Source data:
+++

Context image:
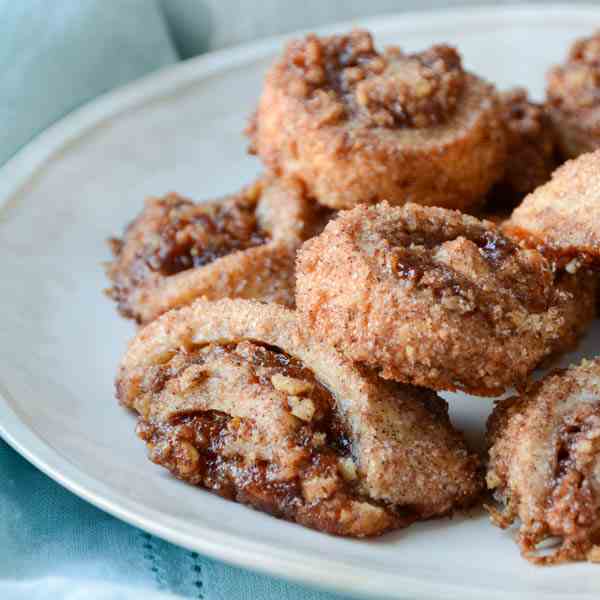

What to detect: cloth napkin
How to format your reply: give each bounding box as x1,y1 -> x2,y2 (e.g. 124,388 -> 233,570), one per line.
0,1 -> 346,598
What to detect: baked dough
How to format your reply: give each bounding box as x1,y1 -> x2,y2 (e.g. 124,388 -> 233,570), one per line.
506,150 -> 600,269
116,298 -> 482,537
248,30 -> 506,210
546,31 -> 600,158
106,177 -> 329,323
296,201 -> 593,395
487,357 -> 600,564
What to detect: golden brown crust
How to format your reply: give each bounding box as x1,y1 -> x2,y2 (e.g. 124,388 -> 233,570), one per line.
248,29 -> 507,210
506,150 -> 600,268
484,88 -> 559,218
116,298 -> 482,537
487,358 -> 600,564
296,202 -> 590,396
546,31 -> 600,158
106,177 -> 329,324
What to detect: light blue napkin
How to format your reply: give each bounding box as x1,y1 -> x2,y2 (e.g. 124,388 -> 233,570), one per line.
0,1 -> 347,598
0,440 -> 344,600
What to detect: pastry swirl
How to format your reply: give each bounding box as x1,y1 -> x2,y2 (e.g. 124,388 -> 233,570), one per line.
248,29 -> 507,210
116,299 -> 482,536
487,358 -> 600,564
106,177 -> 327,323
296,201 -> 593,396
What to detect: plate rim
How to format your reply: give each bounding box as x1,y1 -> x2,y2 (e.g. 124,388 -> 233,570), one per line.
2,4 -> 600,599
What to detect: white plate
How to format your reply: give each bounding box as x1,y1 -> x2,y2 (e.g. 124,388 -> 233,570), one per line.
2,5 -> 600,599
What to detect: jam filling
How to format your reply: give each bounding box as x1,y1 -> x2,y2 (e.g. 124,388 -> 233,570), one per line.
133,341 -> 428,532
140,341 -> 353,459
384,223 -> 516,265
381,221 -> 552,315
521,406 -> 600,562
144,195 -> 269,277
136,342 -> 361,510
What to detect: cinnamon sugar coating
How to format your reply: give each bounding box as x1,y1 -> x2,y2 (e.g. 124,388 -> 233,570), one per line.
487,358 -> 600,564
248,29 -> 507,210
506,150 -> 600,268
547,31 -> 600,158
116,299 -> 482,537
106,177 -> 329,324
296,202 -> 593,396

+++

● **EXERCISE INSTRUCTIONS**:
A faithful copy is needed: reproduce all of the data above, leaving the pictures out.

● **SOLUTION**:
Context image:

What to detect: cloth napkin
How to format your reply: give each bounding box as x1,y1 -> x2,y2 (e.g. 124,388 -> 233,570), one per line.
0,1 -> 346,598
What to detect: baked dough
How to format your reply: give each bounding box as x1,y1 -> x2,y2 (e.g. 124,388 -> 233,570), one per line.
506,150 -> 600,269
116,298 -> 482,537
248,30 -> 506,210
546,31 -> 600,158
106,177 -> 329,323
296,201 -> 593,395
487,357 -> 600,564
What to detect: golden brown crust
How to format your reply: give each bounding box as x1,y1 -> x2,y2 (e.g. 124,388 -> 233,570), one per line.
248,29 -> 507,210
506,150 -> 600,268
484,88 -> 559,218
116,298 -> 482,537
487,358 -> 600,564
296,202 -> 590,396
546,31 -> 600,158
106,177 -> 329,324
What to detect: light blue napkin
How to format your reply: give each bounding box as x1,y1 -> x2,y2 (e.g. 124,388 -> 233,570), one per line.
0,1 -> 347,598
0,440 -> 344,600
What to detect: pastry swirl
How to format your reply: give each bounding box as x1,y1 -> x2,y2 (e.g. 124,388 -> 233,570), one per line.
248,29 -> 507,210
116,299 -> 482,536
487,358 -> 600,564
106,177 -> 327,323
296,201 -> 593,396
What to detect: plate rim
How to format your reply: give each bounding box as x1,y1 -> x2,y2 (e.g. 124,388 -> 233,570), one per line.
2,4 -> 600,599
What to detect: white plate
How to format your reply: give each bounding box as x1,y1 -> x2,y2 (e.g. 124,388 -> 233,570), one per line.
2,5 -> 600,599
What to detect: jam filling
How to format your reply: give each bounding box as x1,y1 -> x2,y2 (e.g. 124,388 -> 233,570), one per line.
133,341 -> 428,532
140,341 -> 353,459
384,223 -> 516,265
381,221 -> 552,315
521,406 -> 600,562
144,195 -> 269,277
136,342 -> 361,510
What to detect: cinnamon sugar coating
How to format your reply: give each bounding box as x1,y1 -> x2,y2 (e.g. 124,388 -> 233,570), one per line.
487,358 -> 600,564
248,29 -> 507,210
506,150 -> 600,268
547,31 -> 600,158
116,299 -> 482,537
106,177 -> 329,324
296,202 -> 593,396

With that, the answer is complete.